Task prompt — Return each line of the records below that contains the word "Given", copied in full and in the original order.

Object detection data

begin

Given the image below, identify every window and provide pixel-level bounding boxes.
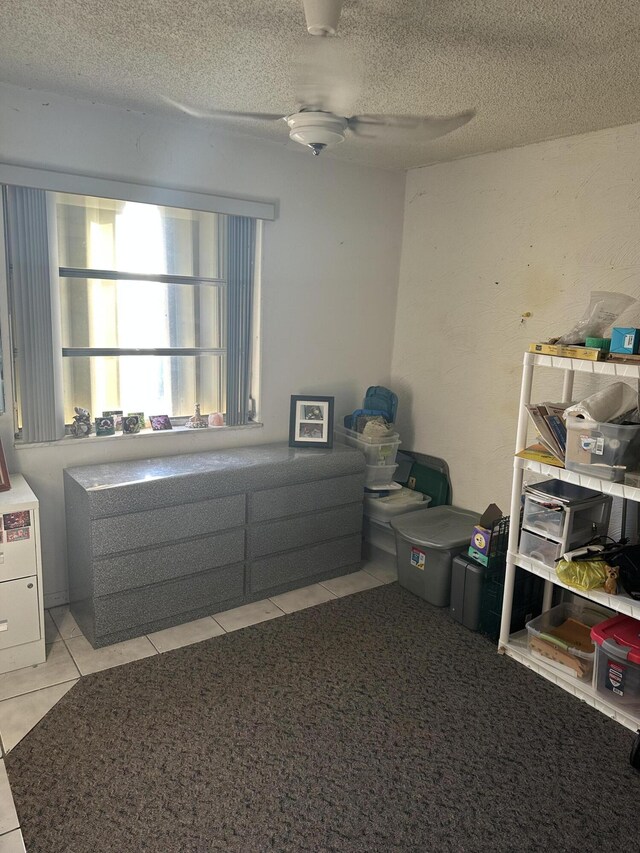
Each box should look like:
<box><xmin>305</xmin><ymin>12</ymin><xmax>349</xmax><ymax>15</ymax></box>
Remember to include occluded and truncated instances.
<box><xmin>5</xmin><ymin>187</ymin><xmax>257</xmax><ymax>441</ymax></box>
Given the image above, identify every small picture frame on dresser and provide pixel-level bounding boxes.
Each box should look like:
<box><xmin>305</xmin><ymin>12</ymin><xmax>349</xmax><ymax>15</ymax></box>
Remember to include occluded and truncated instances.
<box><xmin>0</xmin><ymin>441</ymin><xmax>11</xmax><ymax>492</ymax></box>
<box><xmin>289</xmin><ymin>396</ymin><xmax>333</xmax><ymax>447</ymax></box>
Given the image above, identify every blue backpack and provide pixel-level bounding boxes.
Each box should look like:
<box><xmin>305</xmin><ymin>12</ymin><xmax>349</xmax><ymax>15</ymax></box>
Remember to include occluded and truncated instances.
<box><xmin>344</xmin><ymin>385</ymin><xmax>398</xmax><ymax>430</ymax></box>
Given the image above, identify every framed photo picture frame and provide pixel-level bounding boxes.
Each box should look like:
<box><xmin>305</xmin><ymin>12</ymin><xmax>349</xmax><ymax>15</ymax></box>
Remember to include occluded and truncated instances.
<box><xmin>289</xmin><ymin>395</ymin><xmax>334</xmax><ymax>447</ymax></box>
<box><xmin>0</xmin><ymin>442</ymin><xmax>11</xmax><ymax>492</ymax></box>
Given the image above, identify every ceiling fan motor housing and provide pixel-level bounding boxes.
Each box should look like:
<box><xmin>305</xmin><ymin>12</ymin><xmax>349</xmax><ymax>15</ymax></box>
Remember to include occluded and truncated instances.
<box><xmin>286</xmin><ymin>112</ymin><xmax>347</xmax><ymax>148</ymax></box>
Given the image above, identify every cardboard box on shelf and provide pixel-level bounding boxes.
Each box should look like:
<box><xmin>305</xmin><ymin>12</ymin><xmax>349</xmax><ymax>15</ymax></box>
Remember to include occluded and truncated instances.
<box><xmin>529</xmin><ymin>343</ymin><xmax>606</xmax><ymax>361</ymax></box>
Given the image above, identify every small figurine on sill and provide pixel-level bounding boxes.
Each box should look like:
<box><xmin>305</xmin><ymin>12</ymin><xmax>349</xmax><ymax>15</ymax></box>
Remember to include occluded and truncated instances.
<box><xmin>604</xmin><ymin>566</ymin><xmax>620</xmax><ymax>595</ymax></box>
<box><xmin>185</xmin><ymin>403</ymin><xmax>208</xmax><ymax>429</ymax></box>
<box><xmin>71</xmin><ymin>406</ymin><xmax>91</xmax><ymax>438</ymax></box>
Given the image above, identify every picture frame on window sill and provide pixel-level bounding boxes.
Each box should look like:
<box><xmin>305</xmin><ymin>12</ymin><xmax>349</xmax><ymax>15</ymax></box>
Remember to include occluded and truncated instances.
<box><xmin>0</xmin><ymin>441</ymin><xmax>11</xmax><ymax>492</ymax></box>
<box><xmin>289</xmin><ymin>395</ymin><xmax>334</xmax><ymax>448</ymax></box>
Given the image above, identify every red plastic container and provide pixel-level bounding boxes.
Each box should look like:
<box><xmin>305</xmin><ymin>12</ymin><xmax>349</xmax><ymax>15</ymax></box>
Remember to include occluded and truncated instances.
<box><xmin>591</xmin><ymin>615</ymin><xmax>640</xmax><ymax>712</ymax></box>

end

Result —
Given the image below, identify every window and provide pixel-level bounding boxes.
Given the image above, identify every small picture frame on dresser and provide pixel-level bounding boxes.
Given the image above, identify every blue backpack and provide pixel-level bounding boxes.
Given the image above, identify every framed photo picture frame and provide pixel-level bounding boxes.
Given the image above, identify every ceiling fan motor housing and provide pixel-level bounding boxes.
Given the image above, identify every cardboard box on shelf and provide pixel-level bounding boxes.
Given the image above, identify every small figurine on sill and provide pixel-level bounding boxes.
Given the image above, identify every picture frame on window sill and provide pixel-level bounding boxes.
Given the image above, identify every red plastic container and provide pixel-level bounding boxes.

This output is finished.